List every line of the items below that contains the string "stamp", treating case as significant.

* start STORED ROWS *

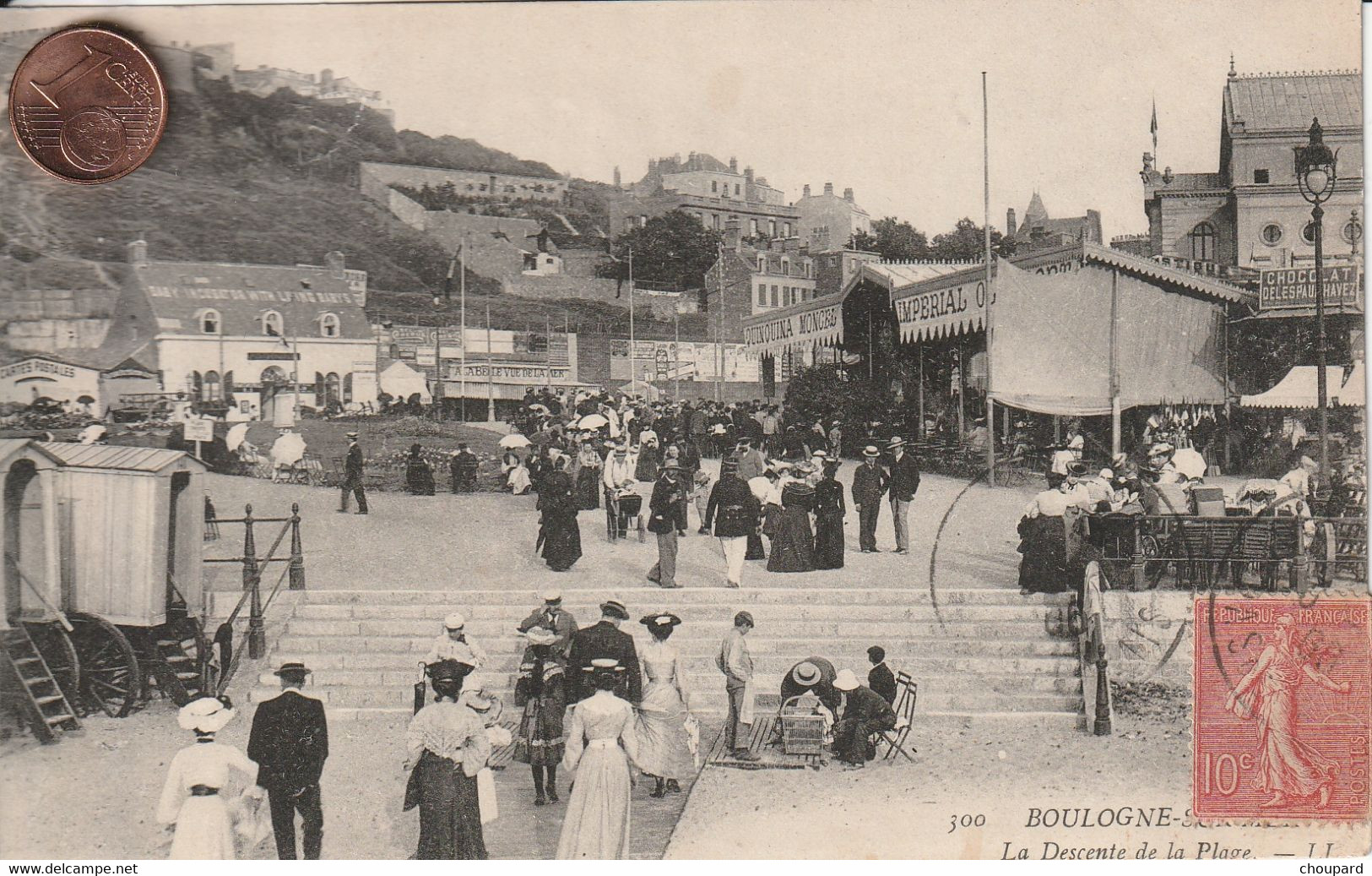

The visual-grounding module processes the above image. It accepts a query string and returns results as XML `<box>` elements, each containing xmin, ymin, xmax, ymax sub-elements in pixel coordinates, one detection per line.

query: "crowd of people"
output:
<box><xmin>156</xmin><ymin>589</ymin><xmax>897</xmax><ymax>859</ymax></box>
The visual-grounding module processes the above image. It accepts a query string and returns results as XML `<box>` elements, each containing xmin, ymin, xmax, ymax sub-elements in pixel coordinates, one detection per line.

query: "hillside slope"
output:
<box><xmin>0</xmin><ymin>72</ymin><xmax>621</xmax><ymax>332</ymax></box>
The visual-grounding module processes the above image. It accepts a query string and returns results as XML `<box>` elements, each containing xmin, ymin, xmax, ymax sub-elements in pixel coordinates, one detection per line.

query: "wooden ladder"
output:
<box><xmin>0</xmin><ymin>626</ymin><xmax>81</xmax><ymax>744</ymax></box>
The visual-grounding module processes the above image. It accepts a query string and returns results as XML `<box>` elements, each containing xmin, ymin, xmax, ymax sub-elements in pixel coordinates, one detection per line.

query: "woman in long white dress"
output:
<box><xmin>557</xmin><ymin>658</ymin><xmax>638</xmax><ymax>859</ymax></box>
<box><xmin>156</xmin><ymin>696</ymin><xmax>262</xmax><ymax>861</ymax></box>
<box><xmin>634</xmin><ymin>612</ymin><xmax>696</xmax><ymax>797</ymax></box>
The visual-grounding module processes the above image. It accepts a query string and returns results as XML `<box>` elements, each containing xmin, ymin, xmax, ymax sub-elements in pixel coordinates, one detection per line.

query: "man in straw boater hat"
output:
<box><xmin>339</xmin><ymin>433</ymin><xmax>366</xmax><ymax>514</ymax></box>
<box><xmin>248</xmin><ymin>661</ymin><xmax>329</xmax><ymax>861</ymax></box>
<box><xmin>702</xmin><ymin>457</ymin><xmax>762</xmax><ymax>588</ymax></box>
<box><xmin>887</xmin><ymin>435</ymin><xmax>919</xmax><ymax>553</ymax></box>
<box><xmin>518</xmin><ymin>588</ymin><xmax>577</xmax><ymax>659</ymax></box>
<box><xmin>567</xmin><ymin>599</ymin><xmax>643</xmax><ymax>703</ymax></box>
<box><xmin>648</xmin><ymin>459</ymin><xmax>682</xmax><ymax>589</ymax></box>
<box><xmin>852</xmin><ymin>443</ymin><xmax>887</xmax><ymax>553</ymax></box>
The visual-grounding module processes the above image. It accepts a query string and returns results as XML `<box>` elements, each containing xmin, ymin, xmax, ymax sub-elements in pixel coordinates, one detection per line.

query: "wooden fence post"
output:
<box><xmin>291</xmin><ymin>503</ymin><xmax>305</xmax><ymax>590</ymax></box>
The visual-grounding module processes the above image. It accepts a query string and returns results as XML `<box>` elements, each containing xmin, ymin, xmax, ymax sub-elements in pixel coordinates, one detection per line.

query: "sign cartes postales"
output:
<box><xmin>1192</xmin><ymin>597</ymin><xmax>1369</xmax><ymax>821</ymax></box>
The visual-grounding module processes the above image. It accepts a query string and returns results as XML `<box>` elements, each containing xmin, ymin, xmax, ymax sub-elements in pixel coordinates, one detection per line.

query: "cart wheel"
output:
<box><xmin>161</xmin><ymin>618</ymin><xmax>212</xmax><ymax>698</ymax></box>
<box><xmin>68</xmin><ymin>612</ymin><xmax>143</xmax><ymax>718</ymax></box>
<box><xmin>24</xmin><ymin>622</ymin><xmax>81</xmax><ymax>709</ymax></box>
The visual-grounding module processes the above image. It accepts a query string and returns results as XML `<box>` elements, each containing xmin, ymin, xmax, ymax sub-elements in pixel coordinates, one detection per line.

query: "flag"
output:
<box><xmin>1148</xmin><ymin>97</ymin><xmax>1158</xmax><ymax>158</ymax></box>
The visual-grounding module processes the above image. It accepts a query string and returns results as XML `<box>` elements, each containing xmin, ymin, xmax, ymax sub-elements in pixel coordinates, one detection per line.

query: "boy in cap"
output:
<box><xmin>247</xmin><ymin>663</ymin><xmax>329</xmax><ymax>861</ymax></box>
<box><xmin>715</xmin><ymin>611</ymin><xmax>759</xmax><ymax>760</ymax></box>
<box><xmin>834</xmin><ymin>669</ymin><xmax>896</xmax><ymax>769</ymax></box>
<box><xmin>424</xmin><ymin>611</ymin><xmax>485</xmax><ymax>669</ymax></box>
<box><xmin>867</xmin><ymin>645</ymin><xmax>896</xmax><ymax>705</ymax></box>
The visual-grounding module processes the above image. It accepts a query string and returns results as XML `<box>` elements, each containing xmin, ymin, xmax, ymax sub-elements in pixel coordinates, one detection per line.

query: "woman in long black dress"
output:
<box><xmin>404</xmin><ymin>443</ymin><xmax>434</xmax><ymax>496</ymax></box>
<box><xmin>538</xmin><ymin>456</ymin><xmax>582</xmax><ymax>571</ymax></box>
<box><xmin>815</xmin><ymin>460</ymin><xmax>847</xmax><ymax>569</ymax></box>
<box><xmin>404</xmin><ymin>661</ymin><xmax>491</xmax><ymax>861</ymax></box>
<box><xmin>767</xmin><ymin>477</ymin><xmax>815</xmax><ymax>571</ymax></box>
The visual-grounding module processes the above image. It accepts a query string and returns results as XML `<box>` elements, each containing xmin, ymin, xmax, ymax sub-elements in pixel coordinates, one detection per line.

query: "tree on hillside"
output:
<box><xmin>599</xmin><ymin>210</ymin><xmax>720</xmax><ymax>288</ymax></box>
<box><xmin>931</xmin><ymin>218</ymin><xmax>1014</xmax><ymax>261</ymax></box>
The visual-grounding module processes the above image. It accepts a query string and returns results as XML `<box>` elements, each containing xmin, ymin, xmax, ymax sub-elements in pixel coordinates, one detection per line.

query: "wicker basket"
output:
<box><xmin>781</xmin><ymin>694</ymin><xmax>825</xmax><ymax>754</ymax></box>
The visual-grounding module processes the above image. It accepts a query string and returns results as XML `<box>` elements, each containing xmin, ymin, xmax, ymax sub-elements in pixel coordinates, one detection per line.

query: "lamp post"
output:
<box><xmin>1295</xmin><ymin>118</ymin><xmax>1339</xmax><ymax>482</ymax></box>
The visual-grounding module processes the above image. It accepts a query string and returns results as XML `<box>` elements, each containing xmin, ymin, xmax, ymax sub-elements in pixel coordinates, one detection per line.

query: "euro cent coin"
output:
<box><xmin>9</xmin><ymin>28</ymin><xmax>167</xmax><ymax>185</ymax></box>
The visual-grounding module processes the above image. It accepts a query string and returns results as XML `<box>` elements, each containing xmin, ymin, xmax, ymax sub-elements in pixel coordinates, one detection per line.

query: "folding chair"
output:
<box><xmin>873</xmin><ymin>672</ymin><xmax>919</xmax><ymax>764</ymax></box>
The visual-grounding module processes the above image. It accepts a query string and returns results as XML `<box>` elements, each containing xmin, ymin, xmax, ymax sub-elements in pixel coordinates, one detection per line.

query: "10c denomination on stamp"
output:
<box><xmin>1192</xmin><ymin>597</ymin><xmax>1372</xmax><ymax>821</ymax></box>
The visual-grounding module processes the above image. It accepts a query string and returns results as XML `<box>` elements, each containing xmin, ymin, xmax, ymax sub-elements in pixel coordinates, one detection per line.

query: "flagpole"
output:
<box><xmin>981</xmin><ymin>70</ymin><xmax>1005</xmax><ymax>486</ymax></box>
<box><xmin>485</xmin><ymin>301</ymin><xmax>496</xmax><ymax>423</ymax></box>
<box><xmin>628</xmin><ymin>248</ymin><xmax>638</xmax><ymax>390</ymax></box>
<box><xmin>458</xmin><ymin>232</ymin><xmax>467</xmax><ymax>423</ymax></box>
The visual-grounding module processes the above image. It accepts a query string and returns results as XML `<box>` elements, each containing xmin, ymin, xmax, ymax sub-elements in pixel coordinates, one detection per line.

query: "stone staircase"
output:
<box><xmin>244</xmin><ymin>588</ymin><xmax>1082</xmax><ymax>727</ymax></box>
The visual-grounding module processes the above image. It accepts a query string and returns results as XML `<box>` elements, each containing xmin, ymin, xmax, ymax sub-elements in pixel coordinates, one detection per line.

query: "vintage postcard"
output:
<box><xmin>0</xmin><ymin>0</ymin><xmax>1372</xmax><ymax>872</ymax></box>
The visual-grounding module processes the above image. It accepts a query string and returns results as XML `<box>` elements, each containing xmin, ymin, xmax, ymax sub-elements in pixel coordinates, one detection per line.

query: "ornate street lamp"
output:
<box><xmin>1295</xmin><ymin>118</ymin><xmax>1339</xmax><ymax>483</ymax></box>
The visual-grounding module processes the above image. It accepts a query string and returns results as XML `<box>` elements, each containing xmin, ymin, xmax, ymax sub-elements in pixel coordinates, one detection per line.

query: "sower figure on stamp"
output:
<box><xmin>1224</xmin><ymin>614</ymin><xmax>1352</xmax><ymax>808</ymax></box>
<box><xmin>339</xmin><ymin>433</ymin><xmax>366</xmax><ymax>514</ymax></box>
<box><xmin>248</xmin><ymin>663</ymin><xmax>329</xmax><ymax>861</ymax></box>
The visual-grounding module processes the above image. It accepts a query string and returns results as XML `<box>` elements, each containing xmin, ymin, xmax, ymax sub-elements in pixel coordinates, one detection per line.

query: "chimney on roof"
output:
<box><xmin>724</xmin><ymin>218</ymin><xmax>744</xmax><ymax>253</ymax></box>
<box><xmin>324</xmin><ymin>250</ymin><xmax>347</xmax><ymax>280</ymax></box>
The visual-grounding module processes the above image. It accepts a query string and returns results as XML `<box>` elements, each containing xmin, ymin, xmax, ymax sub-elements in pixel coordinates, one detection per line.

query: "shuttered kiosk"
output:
<box><xmin>0</xmin><ymin>442</ymin><xmax>209</xmax><ymax>736</ymax></box>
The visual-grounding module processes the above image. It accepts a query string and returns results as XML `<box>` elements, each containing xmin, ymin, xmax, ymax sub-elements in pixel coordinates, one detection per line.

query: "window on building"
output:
<box><xmin>200</xmin><ymin>371</ymin><xmax>221</xmax><ymax>401</ymax></box>
<box><xmin>1191</xmin><ymin>222</ymin><xmax>1216</xmax><ymax>262</ymax></box>
<box><xmin>262</xmin><ymin>310</ymin><xmax>285</xmax><ymax>338</ymax></box>
<box><xmin>1343</xmin><ymin>220</ymin><xmax>1363</xmax><ymax>243</ymax></box>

* end STORED ROWS *

WRITTEN REPLY:
query: "10c denomination on stamp"
query: "sower figure on stamp"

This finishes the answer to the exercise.